Exercise instructions: Please copy every line of the records below, including the lines that begin with "roi:", but leave out the pictures. Add -82 to each number in the bounding-box coordinates.

── Data section ──

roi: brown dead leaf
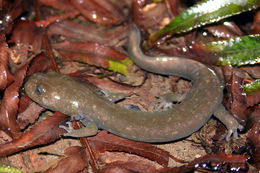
[9,20,42,72]
[0,32,13,91]
[70,0,127,25]
[27,53,51,76]
[48,20,129,46]
[246,91,260,106]
[44,146,88,173]
[53,41,127,68]
[17,98,45,129]
[0,112,68,157]
[247,106,260,171]
[226,71,247,125]
[100,161,159,173]
[68,72,136,96]
[98,167,135,173]
[0,82,20,138]
[38,0,75,11]
[88,131,170,166]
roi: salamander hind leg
[214,104,243,141]
[59,122,98,137]
[155,93,186,111]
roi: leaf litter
[0,0,260,172]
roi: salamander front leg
[155,93,186,111]
[59,122,98,137]
[214,104,243,141]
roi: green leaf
[0,165,23,173]
[206,35,260,66]
[108,58,133,75]
[148,0,260,45]
[244,79,260,95]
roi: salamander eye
[35,86,42,95]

───

Answer in full:
roi: brown dead leaf
[-73,-62,-40,-10]
[-82,-50,-69,9]
[-12,-82,45,-57]
[-55,-29,-31,-6]
[-34,-62,47,-36]
[164,9,178,24]
[-38,64,6,91]
[-29,-41,45,-14]
[-65,16,-37,47]
[-82,30,-14,75]
[165,24,178,89]
[144,-11,165,43]
[18,79,77,91]
[-14,-10,54,14]
[16,85,53,91]
[-82,0,-62,56]
[-44,-82,-7,-71]
[6,49,88,84]
roi: salamander hind leg
[132,22,161,59]
[-23,40,16,55]
[73,11,104,29]
roi: leaf litter
[-82,-82,178,90]
roi: salamander front leg
[73,11,104,29]
[-23,40,16,55]
[132,22,161,59]
roi: green leaf
[-82,83,-59,91]
[124,-47,178,-16]
[26,-24,51,-7]
[66,-82,178,-37]
[162,-3,178,13]
roi: salamander eye
[-47,4,-40,13]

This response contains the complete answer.